• [EXERCISE MATERIAL]
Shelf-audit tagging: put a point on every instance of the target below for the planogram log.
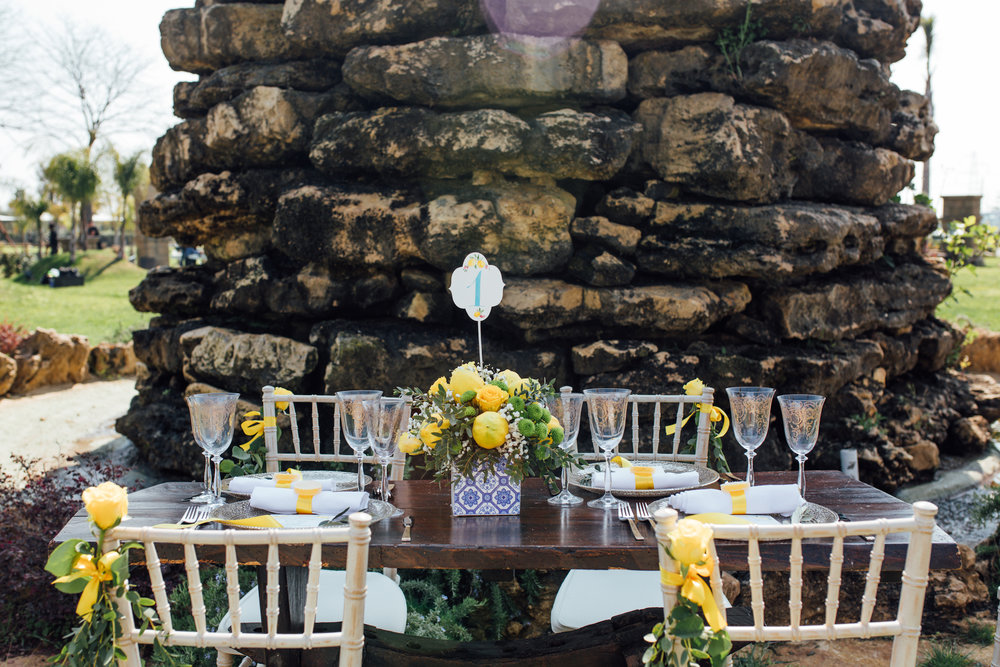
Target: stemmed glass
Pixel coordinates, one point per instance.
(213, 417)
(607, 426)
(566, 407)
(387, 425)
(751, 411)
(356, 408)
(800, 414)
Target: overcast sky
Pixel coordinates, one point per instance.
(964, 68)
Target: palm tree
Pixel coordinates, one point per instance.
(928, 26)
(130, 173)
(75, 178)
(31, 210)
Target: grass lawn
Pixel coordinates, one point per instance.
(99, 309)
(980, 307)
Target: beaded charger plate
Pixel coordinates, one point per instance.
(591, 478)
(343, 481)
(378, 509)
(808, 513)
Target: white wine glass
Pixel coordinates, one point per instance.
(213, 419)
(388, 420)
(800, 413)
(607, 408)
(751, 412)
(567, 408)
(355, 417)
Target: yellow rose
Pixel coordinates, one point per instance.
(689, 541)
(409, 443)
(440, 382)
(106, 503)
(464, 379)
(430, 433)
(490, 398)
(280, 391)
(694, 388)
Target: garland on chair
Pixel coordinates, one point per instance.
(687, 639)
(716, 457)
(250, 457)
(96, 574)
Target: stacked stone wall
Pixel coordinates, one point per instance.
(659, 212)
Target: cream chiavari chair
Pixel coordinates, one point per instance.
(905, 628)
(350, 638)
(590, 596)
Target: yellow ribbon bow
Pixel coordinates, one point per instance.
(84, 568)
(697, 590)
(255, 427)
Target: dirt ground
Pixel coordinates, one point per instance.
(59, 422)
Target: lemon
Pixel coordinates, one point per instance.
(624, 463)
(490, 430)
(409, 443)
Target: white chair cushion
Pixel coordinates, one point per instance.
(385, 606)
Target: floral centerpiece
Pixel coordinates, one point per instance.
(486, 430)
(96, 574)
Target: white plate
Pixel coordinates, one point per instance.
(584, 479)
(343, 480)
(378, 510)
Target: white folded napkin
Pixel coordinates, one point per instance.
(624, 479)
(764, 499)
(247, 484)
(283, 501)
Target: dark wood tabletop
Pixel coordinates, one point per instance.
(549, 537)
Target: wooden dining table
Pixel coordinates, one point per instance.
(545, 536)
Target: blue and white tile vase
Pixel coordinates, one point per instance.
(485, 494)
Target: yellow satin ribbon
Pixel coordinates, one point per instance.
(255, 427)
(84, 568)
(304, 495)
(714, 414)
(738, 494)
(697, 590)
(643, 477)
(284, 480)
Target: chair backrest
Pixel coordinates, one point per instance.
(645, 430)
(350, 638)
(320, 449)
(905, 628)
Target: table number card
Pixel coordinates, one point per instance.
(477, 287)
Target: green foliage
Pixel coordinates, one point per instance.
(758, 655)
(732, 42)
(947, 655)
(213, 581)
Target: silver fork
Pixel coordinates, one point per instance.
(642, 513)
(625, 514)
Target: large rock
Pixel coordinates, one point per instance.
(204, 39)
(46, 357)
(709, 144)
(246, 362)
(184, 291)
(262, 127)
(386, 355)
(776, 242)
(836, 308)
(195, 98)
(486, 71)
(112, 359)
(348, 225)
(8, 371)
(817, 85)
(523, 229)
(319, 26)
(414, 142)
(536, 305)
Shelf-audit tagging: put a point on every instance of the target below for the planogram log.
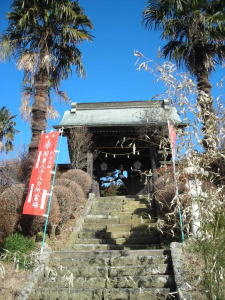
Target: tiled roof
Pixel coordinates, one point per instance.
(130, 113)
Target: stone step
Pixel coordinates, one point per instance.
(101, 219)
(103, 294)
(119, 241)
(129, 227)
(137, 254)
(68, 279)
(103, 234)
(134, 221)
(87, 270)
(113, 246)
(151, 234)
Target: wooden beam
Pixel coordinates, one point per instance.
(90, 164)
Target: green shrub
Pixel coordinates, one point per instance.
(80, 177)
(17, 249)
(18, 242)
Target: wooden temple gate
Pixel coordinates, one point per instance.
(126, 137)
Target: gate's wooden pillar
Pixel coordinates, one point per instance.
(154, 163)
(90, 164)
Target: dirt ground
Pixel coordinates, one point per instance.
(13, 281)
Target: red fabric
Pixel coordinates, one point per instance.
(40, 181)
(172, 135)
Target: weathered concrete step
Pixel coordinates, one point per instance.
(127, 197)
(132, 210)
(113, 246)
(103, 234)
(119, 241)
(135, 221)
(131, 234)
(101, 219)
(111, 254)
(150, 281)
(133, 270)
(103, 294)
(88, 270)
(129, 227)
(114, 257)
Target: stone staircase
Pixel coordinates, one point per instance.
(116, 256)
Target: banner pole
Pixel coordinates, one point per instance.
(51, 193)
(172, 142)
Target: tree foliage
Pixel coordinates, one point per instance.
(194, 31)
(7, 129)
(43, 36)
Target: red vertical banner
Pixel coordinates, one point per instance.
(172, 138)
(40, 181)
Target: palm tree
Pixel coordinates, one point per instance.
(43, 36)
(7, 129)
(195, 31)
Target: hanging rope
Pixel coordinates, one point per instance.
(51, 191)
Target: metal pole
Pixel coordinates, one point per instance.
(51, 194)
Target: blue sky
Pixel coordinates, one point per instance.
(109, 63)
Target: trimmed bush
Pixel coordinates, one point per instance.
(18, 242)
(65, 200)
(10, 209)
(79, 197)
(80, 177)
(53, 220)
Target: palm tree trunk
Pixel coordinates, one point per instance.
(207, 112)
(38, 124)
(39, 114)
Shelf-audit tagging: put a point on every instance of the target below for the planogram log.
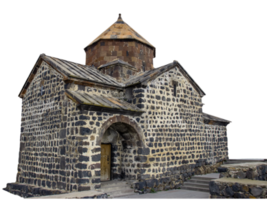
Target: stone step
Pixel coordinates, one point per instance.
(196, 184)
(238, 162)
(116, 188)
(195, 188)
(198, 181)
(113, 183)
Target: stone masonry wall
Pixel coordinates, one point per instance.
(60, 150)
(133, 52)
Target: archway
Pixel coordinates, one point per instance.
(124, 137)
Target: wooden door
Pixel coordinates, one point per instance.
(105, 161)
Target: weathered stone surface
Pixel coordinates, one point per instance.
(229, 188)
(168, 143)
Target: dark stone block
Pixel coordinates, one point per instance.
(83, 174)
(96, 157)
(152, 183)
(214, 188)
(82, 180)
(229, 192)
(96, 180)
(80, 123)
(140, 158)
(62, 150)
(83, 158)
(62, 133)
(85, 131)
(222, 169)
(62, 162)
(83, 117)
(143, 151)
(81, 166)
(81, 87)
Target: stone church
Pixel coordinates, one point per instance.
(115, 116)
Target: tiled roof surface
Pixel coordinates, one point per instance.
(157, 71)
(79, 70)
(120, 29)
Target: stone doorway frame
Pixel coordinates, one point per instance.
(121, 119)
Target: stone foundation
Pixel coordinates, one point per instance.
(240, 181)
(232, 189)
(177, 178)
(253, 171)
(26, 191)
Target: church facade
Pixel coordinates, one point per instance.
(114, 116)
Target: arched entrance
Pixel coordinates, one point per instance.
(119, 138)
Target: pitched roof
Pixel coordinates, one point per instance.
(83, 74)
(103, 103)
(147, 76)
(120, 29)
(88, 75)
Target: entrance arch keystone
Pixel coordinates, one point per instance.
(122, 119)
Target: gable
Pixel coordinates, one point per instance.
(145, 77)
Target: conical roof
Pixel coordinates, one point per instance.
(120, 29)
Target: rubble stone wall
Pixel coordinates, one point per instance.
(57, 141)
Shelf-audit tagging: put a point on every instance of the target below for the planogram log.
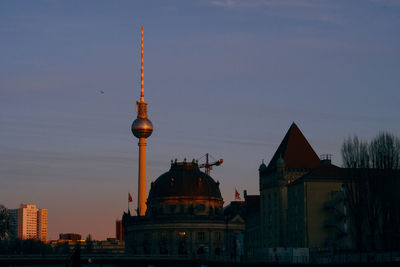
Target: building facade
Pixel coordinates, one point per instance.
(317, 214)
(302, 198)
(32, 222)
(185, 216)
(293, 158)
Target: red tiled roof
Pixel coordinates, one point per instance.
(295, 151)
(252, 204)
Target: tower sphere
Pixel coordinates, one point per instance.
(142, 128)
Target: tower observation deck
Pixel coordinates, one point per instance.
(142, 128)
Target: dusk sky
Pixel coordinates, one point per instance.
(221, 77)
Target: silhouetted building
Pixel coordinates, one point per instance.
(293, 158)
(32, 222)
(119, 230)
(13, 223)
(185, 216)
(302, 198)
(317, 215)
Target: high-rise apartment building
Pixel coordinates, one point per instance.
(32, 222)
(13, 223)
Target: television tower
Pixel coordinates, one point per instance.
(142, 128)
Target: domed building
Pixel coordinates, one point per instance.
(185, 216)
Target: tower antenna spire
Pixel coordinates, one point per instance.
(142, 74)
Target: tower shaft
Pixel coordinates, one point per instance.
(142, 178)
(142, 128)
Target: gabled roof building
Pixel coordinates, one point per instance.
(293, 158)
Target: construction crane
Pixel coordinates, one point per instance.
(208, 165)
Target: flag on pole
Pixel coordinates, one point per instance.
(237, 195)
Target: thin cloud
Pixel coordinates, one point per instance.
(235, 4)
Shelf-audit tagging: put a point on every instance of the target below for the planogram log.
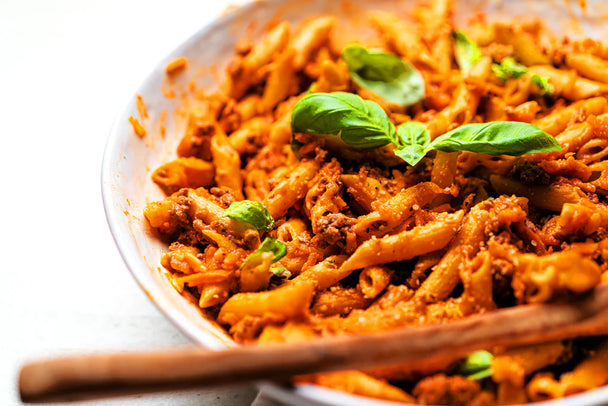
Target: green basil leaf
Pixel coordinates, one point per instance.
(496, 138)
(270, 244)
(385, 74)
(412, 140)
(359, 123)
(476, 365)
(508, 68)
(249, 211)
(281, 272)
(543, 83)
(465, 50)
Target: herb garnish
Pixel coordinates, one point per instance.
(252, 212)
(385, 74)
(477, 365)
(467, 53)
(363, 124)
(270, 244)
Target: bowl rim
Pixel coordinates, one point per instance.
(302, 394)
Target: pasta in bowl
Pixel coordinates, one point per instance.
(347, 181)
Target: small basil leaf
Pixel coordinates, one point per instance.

• [WHAT YOU HAVE TO DO]
Do not copy pictures. Restate exactly the lines from the one containing "Target: television tower" through the last line of the records.

• [SOLVED PROBLEM]
Target: television tower
Pixel coordinates, one point per instance.
(142, 128)
Target: domed building
Pixel coordinates, one point per instance.
(185, 216)
Target: tower antenna spire
Pixel coordinates, one point per instance.
(142, 74)
Target: tower shaft
Pixel coordinates, one point per instance.
(142, 178)
(142, 128)
Target: gabled roof building
Pixel coordinates, one point per instance.
(293, 158)
Target: construction crane
Pixel coordinates, one point per instance.
(208, 165)
Target: flag on pole
Pixel coordinates, one point per instance.
(237, 195)
Target: thin cloud
Pixel coordinates, one point per instance.
(235, 4)
Shelf-audit tagging: put a point on every instance of the target below for the planogram log.
Target: green basil leaf
Pixel coordinates, one point per instance.
(496, 138)
(270, 244)
(385, 74)
(412, 140)
(359, 123)
(476, 365)
(508, 68)
(249, 211)
(281, 272)
(543, 83)
(465, 50)
Target: herb garnish
Pixel coordinates, one point per instance.
(252, 212)
(385, 74)
(477, 365)
(467, 53)
(363, 124)
(270, 244)
Target: bowl rim
Pixel coordinates, one point per instance.
(302, 394)
Target: pasta in bowl
Pixel coordinates, one point per instance.
(347, 181)
Target: small basil leaf
Pixel coordinates, one point per instance.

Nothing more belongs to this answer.